_Task to complete:_
Leave out the pictures and copy everything else in the records exactly.

_Source data:_
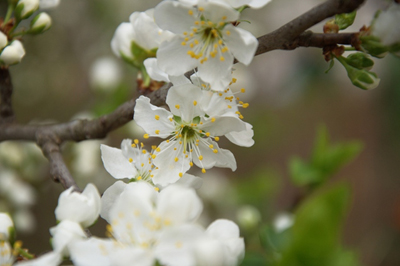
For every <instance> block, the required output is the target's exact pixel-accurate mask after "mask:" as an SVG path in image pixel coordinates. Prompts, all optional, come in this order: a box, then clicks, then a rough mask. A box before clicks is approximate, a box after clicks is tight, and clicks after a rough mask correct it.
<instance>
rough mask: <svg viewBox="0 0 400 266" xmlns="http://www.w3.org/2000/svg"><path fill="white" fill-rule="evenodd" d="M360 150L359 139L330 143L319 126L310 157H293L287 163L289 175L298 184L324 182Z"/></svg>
mask: <svg viewBox="0 0 400 266" xmlns="http://www.w3.org/2000/svg"><path fill="white" fill-rule="evenodd" d="M361 150H362V144H361V143H360V142H359V141H351V142H348V143H338V144H335V145H332V144H330V141H329V135H328V132H327V130H326V128H325V127H320V128H319V130H318V134H317V138H316V141H315V144H314V148H313V152H312V155H311V158H310V159H309V160H308V161H305V160H303V159H301V158H299V157H294V158H292V159H291V161H290V163H289V171H290V177H291V179H292V181H293V182H294V184H296V185H298V186H309V187H316V186H318V185H320V184H322V183H324V182H325V181H326V180H327V179H328V178H329V177H330V176H331V175H333V174H334V173H336V172H337V171H338V170H339V169H340V168H341V167H343V166H344V165H345V164H347V163H349V162H350V161H351V160H353V158H355V157H356V156H357V155H358V154H359V153H360V151H361Z"/></svg>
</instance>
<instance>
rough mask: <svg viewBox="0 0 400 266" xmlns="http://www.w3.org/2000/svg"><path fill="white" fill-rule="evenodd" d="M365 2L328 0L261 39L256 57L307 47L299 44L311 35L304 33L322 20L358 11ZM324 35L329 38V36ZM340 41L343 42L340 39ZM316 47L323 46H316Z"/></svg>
mask: <svg viewBox="0 0 400 266" xmlns="http://www.w3.org/2000/svg"><path fill="white" fill-rule="evenodd" d="M363 2H364V0H328V1H326V2H324V3H322V4H320V5H319V6H316V7H314V8H312V9H310V10H309V11H307V12H306V13H304V14H302V15H301V16H299V17H297V18H295V19H294V20H292V21H290V22H289V23H287V24H285V25H284V26H282V27H280V28H279V29H277V30H275V31H273V32H271V33H268V34H266V35H263V36H261V37H259V38H258V41H259V45H258V48H257V51H256V55H259V54H263V53H266V52H269V51H272V50H277V49H283V50H293V49H295V48H297V47H299V46H305V45H301V43H299V40H301V39H302V38H306V36H307V34H309V33H304V31H306V30H307V29H309V28H310V27H312V26H314V25H315V24H317V23H319V22H321V21H322V20H324V19H326V18H329V17H331V16H334V15H336V14H341V13H349V12H352V11H354V10H356V9H357V8H358V7H359V6H360V5H361V4H362V3H363ZM324 35H325V36H327V35H328V34H324ZM335 35H337V34H335ZM328 39H330V40H331V41H333V40H334V38H330V37H328ZM340 41H343V40H342V39H340ZM343 44H347V43H343ZM349 44H350V43H349ZM308 46H314V45H308ZM315 47H321V46H319V45H315Z"/></svg>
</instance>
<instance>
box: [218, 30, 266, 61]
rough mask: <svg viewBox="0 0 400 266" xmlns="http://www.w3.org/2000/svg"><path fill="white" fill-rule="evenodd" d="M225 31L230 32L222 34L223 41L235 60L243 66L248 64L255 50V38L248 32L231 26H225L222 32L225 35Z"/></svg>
mask: <svg viewBox="0 0 400 266" xmlns="http://www.w3.org/2000/svg"><path fill="white" fill-rule="evenodd" d="M226 31H230V34H229V35H227V34H224V41H225V44H226V45H227V46H228V47H229V49H230V51H231V52H232V53H233V55H234V56H235V58H236V59H237V60H238V61H239V62H241V63H243V64H245V65H248V64H250V62H251V60H253V57H254V54H255V52H256V50H257V46H258V41H257V38H256V37H254V36H253V35H252V34H251V33H250V32H248V31H246V30H244V29H241V28H237V27H234V26H233V25H226V26H225V29H224V31H223V32H224V33H226Z"/></svg>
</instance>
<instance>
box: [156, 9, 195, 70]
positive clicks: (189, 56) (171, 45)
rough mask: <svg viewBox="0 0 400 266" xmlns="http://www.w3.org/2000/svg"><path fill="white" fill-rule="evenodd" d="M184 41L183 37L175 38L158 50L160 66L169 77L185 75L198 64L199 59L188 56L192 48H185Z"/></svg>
mask: <svg viewBox="0 0 400 266" xmlns="http://www.w3.org/2000/svg"><path fill="white" fill-rule="evenodd" d="M162 3H167V2H162ZM183 41H184V39H183V37H181V36H175V37H174V38H172V39H171V40H169V41H166V42H163V43H162V45H160V48H159V49H158V50H157V62H158V66H159V68H160V69H161V70H162V71H164V72H166V73H167V74H169V75H173V76H179V75H183V74H184V73H186V72H187V71H189V70H192V69H194V68H195V67H196V66H197V64H198V60H197V59H195V58H192V57H191V56H190V55H188V51H189V50H190V47H189V46H188V45H185V46H183V45H182V42H183Z"/></svg>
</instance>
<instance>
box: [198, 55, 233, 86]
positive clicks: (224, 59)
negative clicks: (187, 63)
mask: <svg viewBox="0 0 400 266" xmlns="http://www.w3.org/2000/svg"><path fill="white" fill-rule="evenodd" d="M222 56H223V58H224V60H223V61H221V59H220V56H218V55H217V56H216V57H209V58H208V60H207V61H205V62H204V63H203V64H199V65H198V72H197V73H198V75H199V77H200V78H201V79H202V80H204V81H205V82H207V83H209V84H210V86H211V89H212V90H215V91H223V90H225V89H226V88H227V87H228V85H229V82H230V81H231V80H232V74H231V69H232V65H233V55H232V54H231V53H229V52H227V53H223V54H222Z"/></svg>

_Finished exercise:_
For every <instance> block, the required output is the target's exact pixel-accurate mask after "mask:" as an SVG path in image pixel coordinates. Prompts, all optional, come in this order: a box, then clicks, then a rough mask. A box before clicks is approximate, a box after clicks is tight, and clicks after a rough mask correct it.
<instance>
rough mask: <svg viewBox="0 0 400 266" xmlns="http://www.w3.org/2000/svg"><path fill="white" fill-rule="evenodd" d="M360 150L359 139L330 143L319 126L310 157H293L287 163L289 175L298 184L324 182Z"/></svg>
mask: <svg viewBox="0 0 400 266" xmlns="http://www.w3.org/2000/svg"><path fill="white" fill-rule="evenodd" d="M361 150H362V144H361V143H360V142H359V141H351V142H348V143H338V144H335V145H332V144H330V141H329V135H328V132H327V130H326V128H325V127H320V128H319V130H318V134H317V138H316V141H315V144H314V148H313V152H312V155H311V158H310V159H309V160H308V161H305V160H303V159H301V158H299V157H294V158H292V159H291V161H290V163H289V171H290V177H291V179H292V181H293V182H294V184H296V185H298V186H309V187H316V186H318V185H320V184H322V183H324V182H325V181H326V180H327V179H328V178H329V177H330V176H331V175H333V174H334V173H336V172H337V171H338V170H339V169H340V168H341V167H343V166H344V165H345V164H347V163H349V162H350V161H351V160H353V158H355V157H356V156H357V155H358V154H359V153H360V151H361Z"/></svg>
</instance>
<instance>
rough mask: <svg viewBox="0 0 400 266" xmlns="http://www.w3.org/2000/svg"><path fill="white" fill-rule="evenodd" d="M365 2L328 0L261 39L256 57L307 47L299 44L311 35L304 33L322 20L358 11ZM324 35L329 38V36ZM340 41L343 42L340 39ZM316 47L323 46H316Z"/></svg>
mask: <svg viewBox="0 0 400 266" xmlns="http://www.w3.org/2000/svg"><path fill="white" fill-rule="evenodd" d="M363 2H364V0H328V1H326V2H324V3H322V4H320V5H319V6H316V7H314V8H312V9H310V10H309V11H307V12H306V13H304V14H302V15H301V16H299V17H297V18H295V19H294V20H292V21H290V22H289V23H287V24H285V25H284V26H282V27H280V28H279V29H277V30H275V31H273V32H271V33H268V34H266V35H263V36H261V37H259V38H258V41H259V45H258V48H257V51H256V55H259V54H263V53H266V52H269V51H272V50H277V49H283V50H293V49H295V48H297V47H299V46H305V45H301V43H299V40H301V39H302V38H306V36H307V34H309V33H304V31H306V30H307V29H309V28H310V27H312V26H314V25H315V24H317V23H319V22H321V21H322V20H324V19H326V18H329V17H331V16H334V15H336V14H341V13H349V12H352V11H354V10H356V9H357V8H358V7H359V6H360V5H361V4H362V3H363ZM324 35H325V36H327V35H328V34H324ZM335 35H337V34H335ZM328 39H330V40H331V41H333V40H334V38H330V37H328ZM340 41H343V40H342V39H340ZM343 44H347V43H343ZM349 44H350V43H349ZM308 46H314V45H308ZM315 47H321V46H319V45H315Z"/></svg>
</instance>
<instance>
box: [218, 30, 266, 61]
rough mask: <svg viewBox="0 0 400 266" xmlns="http://www.w3.org/2000/svg"><path fill="white" fill-rule="evenodd" d="M225 31L230 32L222 34L223 41L235 60L243 66L248 64L255 50V38L248 32L231 26H225L222 32L225 35Z"/></svg>
mask: <svg viewBox="0 0 400 266" xmlns="http://www.w3.org/2000/svg"><path fill="white" fill-rule="evenodd" d="M226 31H230V34H229V35H227V34H224V41H225V44H226V45H227V46H228V47H229V49H230V51H231V52H232V53H233V55H234V56H235V58H236V59H237V60H238V61H239V62H241V63H243V64H245V65H248V64H250V62H251V60H253V57H254V54H255V52H256V50H257V46H258V41H257V38H256V37H254V36H253V35H252V34H251V33H250V32H248V31H246V30H244V29H241V28H237V27H234V26H233V25H226V26H225V29H224V31H223V32H224V33H226Z"/></svg>
</instance>
<instance>
box: [156, 9, 195, 70]
positive clicks: (189, 56) (171, 45)
rough mask: <svg viewBox="0 0 400 266" xmlns="http://www.w3.org/2000/svg"><path fill="white" fill-rule="evenodd" d="M184 41L183 37L175 38L158 50L160 66L169 77L185 75L198 64L199 59L188 56L192 48H185Z"/></svg>
mask: <svg viewBox="0 0 400 266" xmlns="http://www.w3.org/2000/svg"><path fill="white" fill-rule="evenodd" d="M162 3H167V2H162ZM183 41H184V39H183V37H181V36H175V37H174V38H172V39H171V40H169V41H166V42H163V43H162V45H160V48H159V49H158V50H157V62H158V66H159V68H160V69H161V70H162V71H164V72H166V73H167V74H169V75H173V76H179V75H183V74H184V73H186V72H187V71H189V70H192V69H194V68H195V67H196V66H197V64H198V60H197V59H195V58H192V57H191V56H190V55H188V51H189V50H190V47H189V46H188V45H185V46H183V45H182V42H183Z"/></svg>
</instance>
<instance>
box: [198, 55, 233, 86]
positive clicks: (224, 59)
negative clicks: (187, 63)
mask: <svg viewBox="0 0 400 266" xmlns="http://www.w3.org/2000/svg"><path fill="white" fill-rule="evenodd" d="M222 56H223V58H224V60H223V61H221V59H220V56H218V55H217V56H216V57H209V58H208V60H207V61H205V62H204V63H203V64H199V65H198V72H197V73H198V75H199V77H200V78H201V79H202V80H204V81H205V82H207V83H209V84H210V86H211V89H212V90H215V91H223V90H225V89H226V88H227V87H228V85H229V82H230V81H231V80H232V74H231V69H232V65H233V55H232V54H231V53H229V52H227V53H223V54H222Z"/></svg>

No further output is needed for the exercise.